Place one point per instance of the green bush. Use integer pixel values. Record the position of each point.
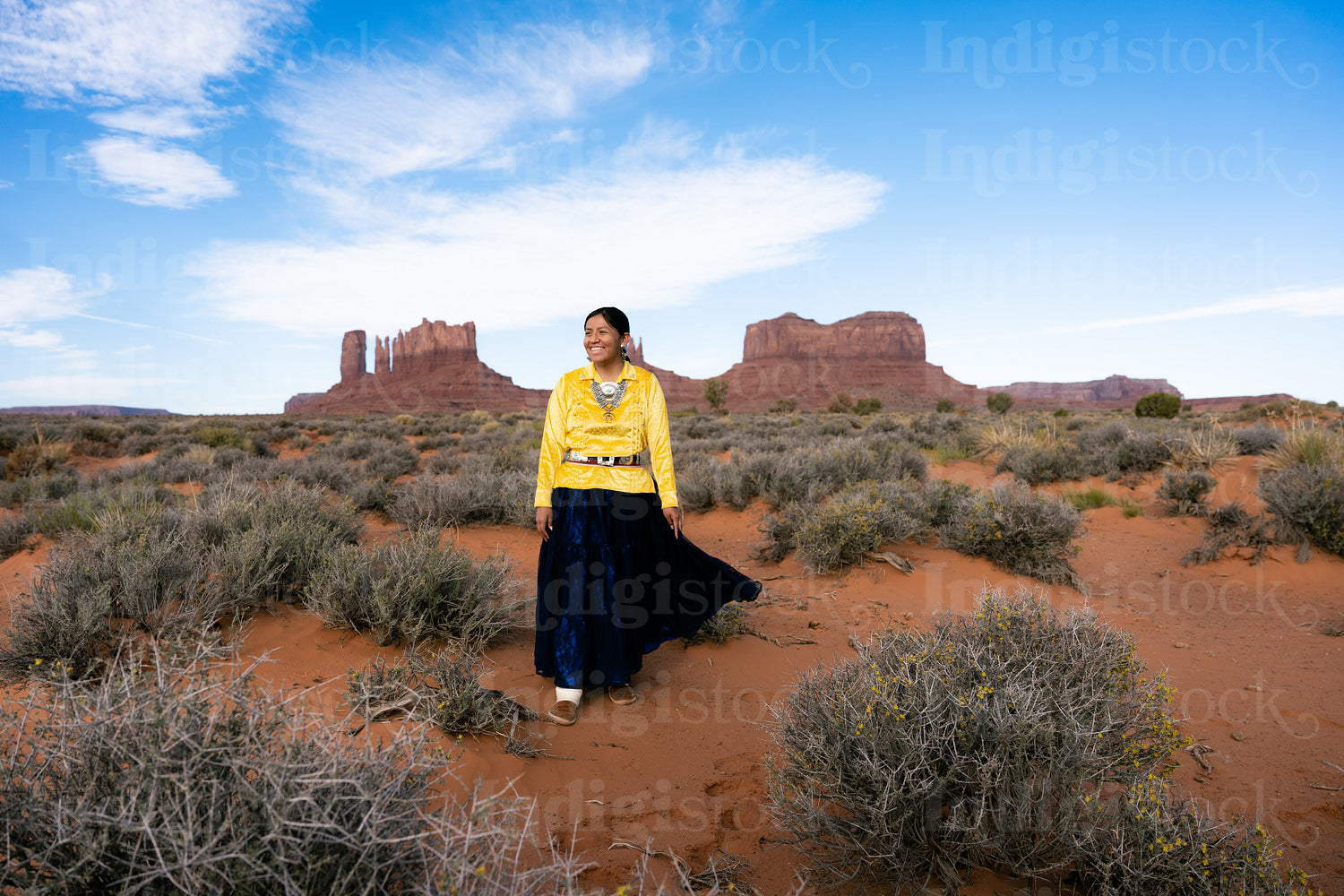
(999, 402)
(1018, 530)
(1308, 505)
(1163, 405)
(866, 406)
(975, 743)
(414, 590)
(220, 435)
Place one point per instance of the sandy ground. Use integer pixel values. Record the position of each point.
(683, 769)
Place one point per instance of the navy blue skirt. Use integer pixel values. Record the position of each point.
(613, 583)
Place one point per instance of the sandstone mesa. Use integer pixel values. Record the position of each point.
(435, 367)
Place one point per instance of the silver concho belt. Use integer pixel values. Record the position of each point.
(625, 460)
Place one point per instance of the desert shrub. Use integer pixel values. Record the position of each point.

Description of the task: The expected output is every entry, retyped exactly, with all pictures removed.

Written answer:
Place one point per instance of the green bush. Use integer pixel values. Record the position of each point.
(999, 402)
(1018, 530)
(1308, 505)
(1163, 405)
(866, 406)
(975, 743)
(414, 590)
(220, 435)
Place one point per instance of the sandy ground. Use integer pixel values. Record the position of each point.
(683, 769)
Place one point per instance of the navy blue skirt. Use integer pixel values. Record the position of each point.
(613, 583)
Place one point per instance of the sandstone mesa. Use integer pixel values. Record the position of each point.
(435, 367)
Place one point per instance of the silver concho belt. Use integer pixel values. Record the position of each point.
(625, 460)
Place one point per instance of the desert shrub. Use integer pixel values. Record the position of each point.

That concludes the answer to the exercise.